- THE INPUT -
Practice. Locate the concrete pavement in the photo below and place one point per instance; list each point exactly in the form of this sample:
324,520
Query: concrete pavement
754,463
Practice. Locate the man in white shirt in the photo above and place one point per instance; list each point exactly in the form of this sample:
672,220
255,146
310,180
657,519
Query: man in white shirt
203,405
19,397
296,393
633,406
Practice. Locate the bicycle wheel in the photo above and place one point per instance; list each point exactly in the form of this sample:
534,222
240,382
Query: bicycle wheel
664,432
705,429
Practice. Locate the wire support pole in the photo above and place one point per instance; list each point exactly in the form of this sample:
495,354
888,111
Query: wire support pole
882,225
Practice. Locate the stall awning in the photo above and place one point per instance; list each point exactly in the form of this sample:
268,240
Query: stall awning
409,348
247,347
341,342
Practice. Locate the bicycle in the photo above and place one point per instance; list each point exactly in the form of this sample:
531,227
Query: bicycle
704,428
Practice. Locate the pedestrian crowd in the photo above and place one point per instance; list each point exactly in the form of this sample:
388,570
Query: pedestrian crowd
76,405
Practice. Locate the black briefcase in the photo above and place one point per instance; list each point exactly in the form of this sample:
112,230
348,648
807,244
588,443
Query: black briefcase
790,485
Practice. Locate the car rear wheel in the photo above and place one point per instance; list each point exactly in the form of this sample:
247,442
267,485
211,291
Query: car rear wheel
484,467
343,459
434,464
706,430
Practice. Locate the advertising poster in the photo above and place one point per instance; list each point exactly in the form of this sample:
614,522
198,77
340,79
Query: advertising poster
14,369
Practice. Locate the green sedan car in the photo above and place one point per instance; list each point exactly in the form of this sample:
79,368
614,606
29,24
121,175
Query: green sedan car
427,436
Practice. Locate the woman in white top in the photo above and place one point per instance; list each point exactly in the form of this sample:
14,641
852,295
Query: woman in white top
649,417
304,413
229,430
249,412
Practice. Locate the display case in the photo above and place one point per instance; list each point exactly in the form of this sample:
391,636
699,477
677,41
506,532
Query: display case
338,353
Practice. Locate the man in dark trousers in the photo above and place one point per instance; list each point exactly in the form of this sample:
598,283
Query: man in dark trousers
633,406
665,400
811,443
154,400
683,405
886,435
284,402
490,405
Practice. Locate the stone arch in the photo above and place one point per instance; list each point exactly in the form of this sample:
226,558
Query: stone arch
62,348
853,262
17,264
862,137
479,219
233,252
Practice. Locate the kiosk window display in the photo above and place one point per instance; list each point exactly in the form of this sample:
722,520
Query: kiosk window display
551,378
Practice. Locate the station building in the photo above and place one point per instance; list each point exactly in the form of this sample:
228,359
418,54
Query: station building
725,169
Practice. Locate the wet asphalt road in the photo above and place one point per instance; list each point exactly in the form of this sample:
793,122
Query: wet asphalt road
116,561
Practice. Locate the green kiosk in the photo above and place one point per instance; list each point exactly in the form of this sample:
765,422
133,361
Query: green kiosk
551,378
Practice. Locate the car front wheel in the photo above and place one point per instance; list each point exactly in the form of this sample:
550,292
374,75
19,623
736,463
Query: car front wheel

- YOUR GOAL -
Exactly reproduce every line of the records.

- CORRECT RESPONSE -
Practice. Locate the concrete pavement in the photo below and place one point per instance; list each point exactly in the form of this sample:
324,520
Query: concrete pavement
754,463
Practice. Locate the man in white shirt in the photo above and place one point per instance; list each point exactly in the form of this sample:
672,220
255,146
310,180
657,519
Query: man in white shirt
203,405
19,397
296,393
633,406
Practice. Locate the bicycle wheel in the photo above and place one point per instance; list each point exactly in the form of this sample:
534,222
240,382
Query: bicycle wheel
664,432
705,429
Practice. Locate the wire support pole in the photo above and place one point per instance; list each point exactly in the form of this sample:
495,354
888,111
Query: wire support pole
882,225
Practice. Locate the stall awning in the photo above and place one point per instance; list each point exactly in the form of this sample:
268,240
Query: stall awning
409,348
247,347
341,342
Practice. Locate the bicycle in the photo above and place one point per instance; list each point exactly in the form of this sample:
531,227
Query: bicycle
704,428
Practice. Locate the pedestrian crowd in the photo above and place one point per instance; list each point exactly in the form of this sample:
388,570
Query: pedestrian crowd
76,405
Practice. Locate the black briefcase in the photo above and place one point per instance; list each point exactly in the form of this sample:
112,230
348,648
807,244
588,443
Query: black briefcase
790,485
Practice. Locate the car rear wheel in the photo above and place one point per instance; list each point exactly in the form of this sample:
247,442
267,485
211,291
Query: car rear wheel
484,467
343,459
434,464
706,430
Practice. Locate the advertising poster in the photo above and place one point per instance; list each point exactly in the form of this sample:
614,522
198,77
340,79
Query: advertising poster
14,369
Practice. Locate the green sedan car in the photo above and place one point per instance; list each point exactly in the form of this sample:
79,368
614,606
29,24
121,175
Query: green sedan car
427,436
Practice. Locate the woman in white top in the photo above and place one point per instance; list each point exactly in the form of this sample:
14,641
852,295
Query: woman in white top
649,417
304,413
229,430
249,412
Practice. Locate the display case in the photo above and place one point per instance; list each point exactly in the form of this sample:
391,636
699,477
677,41
506,532
Query: display case
338,353
Practice. Locate the man in dark trousers in the photo above and place one point per instance; list each point exactly in the form of this sample:
598,283
Query: man in dark trousers
633,406
665,400
811,443
154,400
683,405
886,435
284,402
490,405
Practice. Locate the stone arch in the photo above and place one point per instance; list each point exactly in the form of this sample:
226,558
Query: stone arch
62,348
853,262
17,264
862,137
479,219
233,252
Practice. Locate the kiosk window display in the photo above and place one point per instance; list each point exactly in the form of this sample:
722,520
Query: kiosk window display
551,378
Practice. Locate the station building in the photo above and place one point per instance; list each point exactly in the form of this sample:
228,359
418,54
Query: station building
725,169
Practice. Locate the wet asphalt road in the photo above and place one point per instance; list each point exactly in the form of this sample:
793,122
Query: wet asphalt road
116,561
Practice. Locate the green kiosk in the photo above and place one point per instance; list each point exactly in the form of this sample:
765,422
133,361
Query: green kiosk
551,378
Practice. Locate the car front wheel in the photo above and place one point per instance; list each point exactly in the form of this sample:
550,292
374,75
19,623
736,463
Query: car front wheel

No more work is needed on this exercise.